**Задание A**
Перепишите без изменений фрагмент ветки о моде на розовое: начните с места, где стоят слова "Розовый цвет сочетается", и остановитесь после слов "всем не переборщить...".
**Задание B**
С каким цветом, помимо классических черного и белого, Carlen в ветке о моде на розовое советует сочетать розовый?

**Отрывок**
########################################

# Общий раздел > Красота и здоровье > Имидж >  Мода на розовое: на все времена - или затихающий писк моды?

## Настя

В последнее время всё реже вижу людей в розовом. Очень жаль - но, кажется, мода на этот цвет уходит в никуда. Мне очень нравится сочетание розового с белым... или розового с чёрным. Как вы считаете: мода на розовое ещё вернётся? Или она и не уходила никуда?

----------


## Роман

Не знаю, как в жизни, а в телевизоре эта мода, по-моему, успешно существует: иногда как включишь телек - так прямо в глазах рябит... Думаю, это как мода на джинсы - навсегда.

----------


## Carlen

Розовый цвет сочетается со многими цветами, наряду с классическими комбинациями черного и белого, его с успехом можно надеть, например с фиолетовым, и потому как мода не стоит на месте, розовый цвет всегда будет актуален. Раньше незаслуженно считалось, что розовые оттенки принадлежность только женской одежды, но теперь и в мужском гардеробе ему можно найти применение, пусть, и это естественно, не в таком количестве как в женском. Допустим, если у дамы розовое платье, то сопровождающему ее мужчину уместно будет надеть в тон платью сорочку под темно-фиолетовый костюм или на крайний случай просто галстук.
Розовый цвет - хороший цвет, главное, как и во всем не переборщить...

########################################

**Список записей**
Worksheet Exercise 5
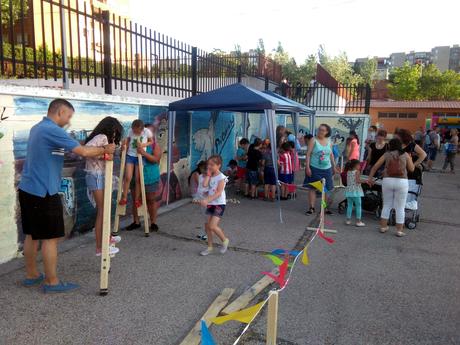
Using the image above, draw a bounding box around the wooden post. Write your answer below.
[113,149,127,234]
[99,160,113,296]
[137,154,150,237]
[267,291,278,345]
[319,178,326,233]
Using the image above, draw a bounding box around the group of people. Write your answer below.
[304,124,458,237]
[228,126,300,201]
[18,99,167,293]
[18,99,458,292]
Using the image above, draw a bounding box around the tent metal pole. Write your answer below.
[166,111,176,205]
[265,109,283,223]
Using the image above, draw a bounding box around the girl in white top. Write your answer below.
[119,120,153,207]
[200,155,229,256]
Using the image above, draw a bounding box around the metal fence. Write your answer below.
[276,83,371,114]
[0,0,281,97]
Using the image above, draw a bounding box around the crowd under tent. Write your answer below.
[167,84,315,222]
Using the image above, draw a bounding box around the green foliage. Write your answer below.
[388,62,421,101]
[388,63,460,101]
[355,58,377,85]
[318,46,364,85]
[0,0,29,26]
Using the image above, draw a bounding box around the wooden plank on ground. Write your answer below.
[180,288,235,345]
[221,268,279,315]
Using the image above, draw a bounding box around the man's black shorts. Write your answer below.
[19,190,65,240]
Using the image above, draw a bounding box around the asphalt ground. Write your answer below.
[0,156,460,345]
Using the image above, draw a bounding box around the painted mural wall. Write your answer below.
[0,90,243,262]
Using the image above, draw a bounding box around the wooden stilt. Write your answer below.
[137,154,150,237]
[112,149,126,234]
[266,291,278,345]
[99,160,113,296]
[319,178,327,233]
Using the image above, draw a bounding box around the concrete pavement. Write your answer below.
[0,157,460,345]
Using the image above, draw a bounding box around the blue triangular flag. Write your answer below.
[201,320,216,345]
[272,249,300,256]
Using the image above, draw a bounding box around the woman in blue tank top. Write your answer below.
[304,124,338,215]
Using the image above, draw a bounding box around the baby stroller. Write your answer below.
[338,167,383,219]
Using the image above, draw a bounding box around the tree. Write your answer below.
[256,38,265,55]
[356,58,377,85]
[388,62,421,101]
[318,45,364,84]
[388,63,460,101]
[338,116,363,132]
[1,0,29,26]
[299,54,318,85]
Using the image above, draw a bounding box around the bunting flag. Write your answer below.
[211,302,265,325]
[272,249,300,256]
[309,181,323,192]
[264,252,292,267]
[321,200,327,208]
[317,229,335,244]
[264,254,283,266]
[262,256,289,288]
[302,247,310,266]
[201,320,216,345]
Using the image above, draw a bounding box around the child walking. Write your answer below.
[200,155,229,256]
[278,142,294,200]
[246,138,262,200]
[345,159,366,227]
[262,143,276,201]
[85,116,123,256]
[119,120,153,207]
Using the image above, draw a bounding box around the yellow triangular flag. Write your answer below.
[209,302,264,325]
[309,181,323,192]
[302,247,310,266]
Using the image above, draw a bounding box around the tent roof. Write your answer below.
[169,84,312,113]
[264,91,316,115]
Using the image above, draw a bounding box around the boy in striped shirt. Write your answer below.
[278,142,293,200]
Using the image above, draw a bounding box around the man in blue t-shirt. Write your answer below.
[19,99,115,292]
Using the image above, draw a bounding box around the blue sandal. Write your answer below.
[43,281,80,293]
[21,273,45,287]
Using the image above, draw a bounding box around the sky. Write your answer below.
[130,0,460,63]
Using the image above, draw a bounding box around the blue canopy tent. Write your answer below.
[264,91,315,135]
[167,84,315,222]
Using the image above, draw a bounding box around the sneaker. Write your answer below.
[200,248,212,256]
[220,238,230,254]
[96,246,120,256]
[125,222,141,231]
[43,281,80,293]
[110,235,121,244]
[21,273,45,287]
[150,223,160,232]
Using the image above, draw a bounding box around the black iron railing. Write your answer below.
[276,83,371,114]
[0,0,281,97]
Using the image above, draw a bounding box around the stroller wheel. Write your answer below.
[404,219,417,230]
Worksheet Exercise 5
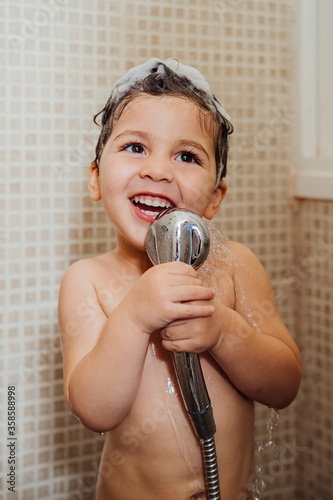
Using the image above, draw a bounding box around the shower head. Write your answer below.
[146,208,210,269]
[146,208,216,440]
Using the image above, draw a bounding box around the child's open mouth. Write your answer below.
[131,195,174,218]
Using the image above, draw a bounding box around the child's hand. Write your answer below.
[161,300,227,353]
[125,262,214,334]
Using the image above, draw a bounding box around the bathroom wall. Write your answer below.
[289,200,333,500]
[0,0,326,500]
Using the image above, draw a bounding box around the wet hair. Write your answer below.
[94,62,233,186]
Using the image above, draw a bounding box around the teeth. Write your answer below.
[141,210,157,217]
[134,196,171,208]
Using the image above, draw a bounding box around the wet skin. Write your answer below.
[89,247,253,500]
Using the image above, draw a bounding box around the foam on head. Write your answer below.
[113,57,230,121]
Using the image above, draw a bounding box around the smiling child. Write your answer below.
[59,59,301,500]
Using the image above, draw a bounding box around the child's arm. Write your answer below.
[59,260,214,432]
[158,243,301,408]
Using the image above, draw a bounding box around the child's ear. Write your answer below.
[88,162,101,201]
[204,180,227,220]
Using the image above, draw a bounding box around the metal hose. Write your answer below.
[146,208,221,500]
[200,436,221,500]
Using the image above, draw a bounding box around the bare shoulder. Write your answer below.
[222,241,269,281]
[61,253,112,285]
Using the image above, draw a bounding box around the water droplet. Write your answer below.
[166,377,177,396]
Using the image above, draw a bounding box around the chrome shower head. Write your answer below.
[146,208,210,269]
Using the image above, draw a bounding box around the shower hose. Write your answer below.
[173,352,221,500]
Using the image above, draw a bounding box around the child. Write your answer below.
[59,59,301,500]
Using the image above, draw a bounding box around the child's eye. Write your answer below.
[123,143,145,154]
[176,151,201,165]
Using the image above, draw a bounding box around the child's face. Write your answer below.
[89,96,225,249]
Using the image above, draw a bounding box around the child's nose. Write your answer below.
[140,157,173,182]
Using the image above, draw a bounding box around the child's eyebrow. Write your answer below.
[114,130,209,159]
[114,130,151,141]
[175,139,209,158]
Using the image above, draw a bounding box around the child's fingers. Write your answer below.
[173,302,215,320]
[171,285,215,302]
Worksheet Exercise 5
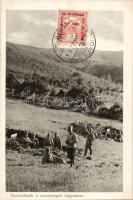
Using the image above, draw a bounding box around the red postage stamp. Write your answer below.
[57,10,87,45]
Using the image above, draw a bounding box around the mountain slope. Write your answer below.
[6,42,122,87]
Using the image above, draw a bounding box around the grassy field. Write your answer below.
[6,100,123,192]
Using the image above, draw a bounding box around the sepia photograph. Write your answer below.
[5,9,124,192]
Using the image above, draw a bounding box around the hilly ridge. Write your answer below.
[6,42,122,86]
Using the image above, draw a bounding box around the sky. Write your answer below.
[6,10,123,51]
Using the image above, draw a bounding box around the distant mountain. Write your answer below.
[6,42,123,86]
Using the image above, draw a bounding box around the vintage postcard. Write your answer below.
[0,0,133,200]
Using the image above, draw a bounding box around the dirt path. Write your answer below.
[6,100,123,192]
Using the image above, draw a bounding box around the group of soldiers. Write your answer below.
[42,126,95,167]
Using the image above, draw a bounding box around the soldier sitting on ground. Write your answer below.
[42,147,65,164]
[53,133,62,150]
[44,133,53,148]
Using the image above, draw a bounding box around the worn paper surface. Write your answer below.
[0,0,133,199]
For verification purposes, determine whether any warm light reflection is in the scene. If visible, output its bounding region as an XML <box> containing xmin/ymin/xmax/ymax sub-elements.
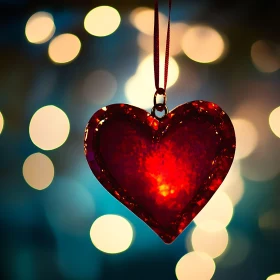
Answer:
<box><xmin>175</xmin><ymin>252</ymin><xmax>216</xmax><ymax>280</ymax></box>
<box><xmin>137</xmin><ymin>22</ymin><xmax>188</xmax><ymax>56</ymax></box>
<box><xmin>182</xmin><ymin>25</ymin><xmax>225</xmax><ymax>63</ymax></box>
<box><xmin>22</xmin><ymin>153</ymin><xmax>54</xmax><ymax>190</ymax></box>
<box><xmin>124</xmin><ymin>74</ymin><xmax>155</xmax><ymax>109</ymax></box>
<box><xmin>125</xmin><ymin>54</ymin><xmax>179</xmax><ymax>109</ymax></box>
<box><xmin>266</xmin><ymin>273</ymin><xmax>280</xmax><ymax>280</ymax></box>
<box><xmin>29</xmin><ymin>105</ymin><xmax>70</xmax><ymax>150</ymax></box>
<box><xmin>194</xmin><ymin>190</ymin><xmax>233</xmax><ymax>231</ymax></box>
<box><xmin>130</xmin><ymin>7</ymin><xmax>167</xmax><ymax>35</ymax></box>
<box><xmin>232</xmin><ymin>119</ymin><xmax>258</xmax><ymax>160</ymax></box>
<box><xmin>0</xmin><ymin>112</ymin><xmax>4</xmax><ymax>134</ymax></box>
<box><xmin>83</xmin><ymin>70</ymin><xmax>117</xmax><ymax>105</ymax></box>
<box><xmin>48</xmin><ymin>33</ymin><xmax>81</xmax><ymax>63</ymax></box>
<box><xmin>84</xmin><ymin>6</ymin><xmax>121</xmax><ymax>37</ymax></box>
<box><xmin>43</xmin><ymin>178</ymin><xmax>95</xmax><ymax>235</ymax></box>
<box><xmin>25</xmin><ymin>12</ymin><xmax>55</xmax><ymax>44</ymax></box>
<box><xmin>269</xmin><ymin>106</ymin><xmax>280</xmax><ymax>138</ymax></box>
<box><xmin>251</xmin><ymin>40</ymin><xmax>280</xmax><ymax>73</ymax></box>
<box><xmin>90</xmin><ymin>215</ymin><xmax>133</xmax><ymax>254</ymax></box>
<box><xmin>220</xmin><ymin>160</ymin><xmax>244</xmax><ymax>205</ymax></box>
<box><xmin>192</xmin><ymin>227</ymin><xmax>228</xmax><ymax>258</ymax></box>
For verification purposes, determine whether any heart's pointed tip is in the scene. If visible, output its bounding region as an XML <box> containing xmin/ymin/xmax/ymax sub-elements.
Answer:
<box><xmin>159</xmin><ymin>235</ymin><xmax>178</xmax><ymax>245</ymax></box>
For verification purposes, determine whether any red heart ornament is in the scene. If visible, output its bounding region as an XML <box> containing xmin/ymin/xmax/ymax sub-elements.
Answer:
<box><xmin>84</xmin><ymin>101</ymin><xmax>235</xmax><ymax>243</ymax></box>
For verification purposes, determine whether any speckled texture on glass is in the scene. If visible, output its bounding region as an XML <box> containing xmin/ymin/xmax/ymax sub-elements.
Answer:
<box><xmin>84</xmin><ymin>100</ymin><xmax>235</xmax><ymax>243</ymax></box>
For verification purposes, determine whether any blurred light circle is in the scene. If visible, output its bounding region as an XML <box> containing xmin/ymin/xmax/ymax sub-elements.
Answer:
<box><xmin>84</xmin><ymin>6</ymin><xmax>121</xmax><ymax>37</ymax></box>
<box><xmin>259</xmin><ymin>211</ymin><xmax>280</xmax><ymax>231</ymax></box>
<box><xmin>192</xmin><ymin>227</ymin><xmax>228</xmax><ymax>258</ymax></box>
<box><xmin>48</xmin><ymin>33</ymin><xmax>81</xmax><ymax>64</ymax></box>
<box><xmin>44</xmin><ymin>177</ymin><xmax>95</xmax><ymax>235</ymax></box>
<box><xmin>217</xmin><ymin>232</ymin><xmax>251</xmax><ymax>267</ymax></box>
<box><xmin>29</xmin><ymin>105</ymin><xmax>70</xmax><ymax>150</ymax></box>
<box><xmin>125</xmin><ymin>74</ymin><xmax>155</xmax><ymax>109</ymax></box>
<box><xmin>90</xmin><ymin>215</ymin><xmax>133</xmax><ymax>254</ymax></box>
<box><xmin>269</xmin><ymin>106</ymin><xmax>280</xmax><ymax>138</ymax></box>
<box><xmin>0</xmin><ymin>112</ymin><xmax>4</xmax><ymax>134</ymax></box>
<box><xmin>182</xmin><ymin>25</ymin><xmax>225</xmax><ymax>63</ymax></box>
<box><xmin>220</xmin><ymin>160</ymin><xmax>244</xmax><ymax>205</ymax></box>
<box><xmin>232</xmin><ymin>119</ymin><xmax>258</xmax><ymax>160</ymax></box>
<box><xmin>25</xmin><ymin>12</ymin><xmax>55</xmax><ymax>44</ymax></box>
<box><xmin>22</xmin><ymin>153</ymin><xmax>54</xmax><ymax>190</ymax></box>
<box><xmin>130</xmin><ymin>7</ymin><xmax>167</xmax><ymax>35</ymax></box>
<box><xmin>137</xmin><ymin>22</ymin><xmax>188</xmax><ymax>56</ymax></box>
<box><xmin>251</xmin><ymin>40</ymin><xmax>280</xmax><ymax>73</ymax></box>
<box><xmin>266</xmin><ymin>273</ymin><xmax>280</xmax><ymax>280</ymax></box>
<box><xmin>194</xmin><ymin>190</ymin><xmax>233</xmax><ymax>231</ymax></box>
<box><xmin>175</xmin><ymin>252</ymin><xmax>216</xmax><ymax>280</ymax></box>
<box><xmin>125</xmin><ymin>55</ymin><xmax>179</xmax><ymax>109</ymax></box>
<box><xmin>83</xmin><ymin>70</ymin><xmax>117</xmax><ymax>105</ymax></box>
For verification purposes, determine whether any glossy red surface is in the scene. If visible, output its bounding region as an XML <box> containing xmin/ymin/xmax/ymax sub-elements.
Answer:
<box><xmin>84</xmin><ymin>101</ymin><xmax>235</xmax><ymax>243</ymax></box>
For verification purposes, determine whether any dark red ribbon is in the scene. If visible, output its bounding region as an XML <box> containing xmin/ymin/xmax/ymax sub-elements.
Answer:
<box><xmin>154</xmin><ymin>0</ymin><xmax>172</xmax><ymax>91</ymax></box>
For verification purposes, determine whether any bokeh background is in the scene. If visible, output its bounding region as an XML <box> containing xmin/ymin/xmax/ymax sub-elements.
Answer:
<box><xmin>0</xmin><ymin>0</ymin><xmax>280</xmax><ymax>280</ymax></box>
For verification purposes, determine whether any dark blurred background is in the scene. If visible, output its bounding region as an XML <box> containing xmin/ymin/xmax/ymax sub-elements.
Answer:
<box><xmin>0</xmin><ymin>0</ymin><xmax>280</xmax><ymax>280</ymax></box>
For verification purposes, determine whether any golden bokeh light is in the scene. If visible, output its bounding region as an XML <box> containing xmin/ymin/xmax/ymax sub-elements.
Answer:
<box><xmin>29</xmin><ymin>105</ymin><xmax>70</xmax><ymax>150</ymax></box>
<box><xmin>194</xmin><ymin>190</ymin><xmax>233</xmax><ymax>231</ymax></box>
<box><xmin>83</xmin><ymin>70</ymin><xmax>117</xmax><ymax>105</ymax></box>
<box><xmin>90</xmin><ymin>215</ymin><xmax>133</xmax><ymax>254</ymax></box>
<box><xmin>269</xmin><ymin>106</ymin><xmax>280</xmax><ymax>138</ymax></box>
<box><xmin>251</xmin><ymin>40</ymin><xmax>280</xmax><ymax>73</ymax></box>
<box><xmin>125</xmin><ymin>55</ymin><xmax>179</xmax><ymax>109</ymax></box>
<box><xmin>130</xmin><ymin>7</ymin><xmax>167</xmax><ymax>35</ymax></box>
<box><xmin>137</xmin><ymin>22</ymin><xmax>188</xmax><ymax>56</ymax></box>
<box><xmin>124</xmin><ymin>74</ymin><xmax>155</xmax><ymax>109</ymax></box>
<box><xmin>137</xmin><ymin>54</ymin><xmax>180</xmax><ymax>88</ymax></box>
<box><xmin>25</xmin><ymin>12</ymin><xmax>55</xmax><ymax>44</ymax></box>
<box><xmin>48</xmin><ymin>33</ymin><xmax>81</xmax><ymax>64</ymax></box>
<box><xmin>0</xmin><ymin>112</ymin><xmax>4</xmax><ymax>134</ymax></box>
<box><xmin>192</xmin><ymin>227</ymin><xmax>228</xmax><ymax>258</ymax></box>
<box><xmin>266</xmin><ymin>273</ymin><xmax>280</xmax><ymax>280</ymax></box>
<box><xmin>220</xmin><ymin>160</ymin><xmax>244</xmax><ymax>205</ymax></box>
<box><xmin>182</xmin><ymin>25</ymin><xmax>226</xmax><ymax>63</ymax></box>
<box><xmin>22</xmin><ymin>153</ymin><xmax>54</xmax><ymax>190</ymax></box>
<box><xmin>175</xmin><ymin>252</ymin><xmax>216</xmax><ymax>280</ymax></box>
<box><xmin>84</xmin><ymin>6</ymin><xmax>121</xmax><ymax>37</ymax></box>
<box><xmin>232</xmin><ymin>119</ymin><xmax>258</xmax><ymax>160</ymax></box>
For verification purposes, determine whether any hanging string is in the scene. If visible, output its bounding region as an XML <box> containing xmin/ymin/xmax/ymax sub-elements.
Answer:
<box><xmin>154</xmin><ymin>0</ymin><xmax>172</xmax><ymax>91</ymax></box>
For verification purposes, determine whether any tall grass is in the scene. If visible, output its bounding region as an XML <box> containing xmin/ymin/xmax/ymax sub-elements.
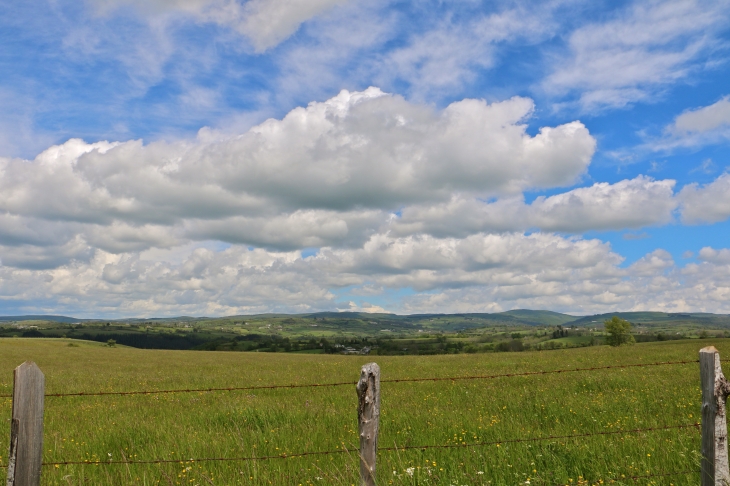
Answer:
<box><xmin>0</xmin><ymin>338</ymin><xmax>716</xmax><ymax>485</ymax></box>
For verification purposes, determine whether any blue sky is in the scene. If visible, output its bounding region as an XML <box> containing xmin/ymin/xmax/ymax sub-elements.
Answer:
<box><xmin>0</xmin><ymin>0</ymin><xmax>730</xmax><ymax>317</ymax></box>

########################################

**Итоговый ответ A**
Розовый цвет сочетается со многими цветами, наряду с классическими комбинациями черного и белого, его с успехом можно надеть, например с фиолетовым, и потому как мода не стоит на месте, розовый цвет всегда будет актуален. Раньше незаслуженно считалось, что розовые оттенки принадлежность только женской одежды, но теперь и в мужском гардеробе ему можно найти применение, пусть, и это естественно, не в таком количестве как в женском. Допустим, если у дамы розовое платье, то сопровождающему ее мужчину уместно будет надеть в тон платью сорочку под темно-фиолетовый костюм или на крайний случай просто галстук.
Розовый цвет - хороший цвет, главное, как и во всем не переборщить...

**Итоговый ответ B**
С фиолетовым.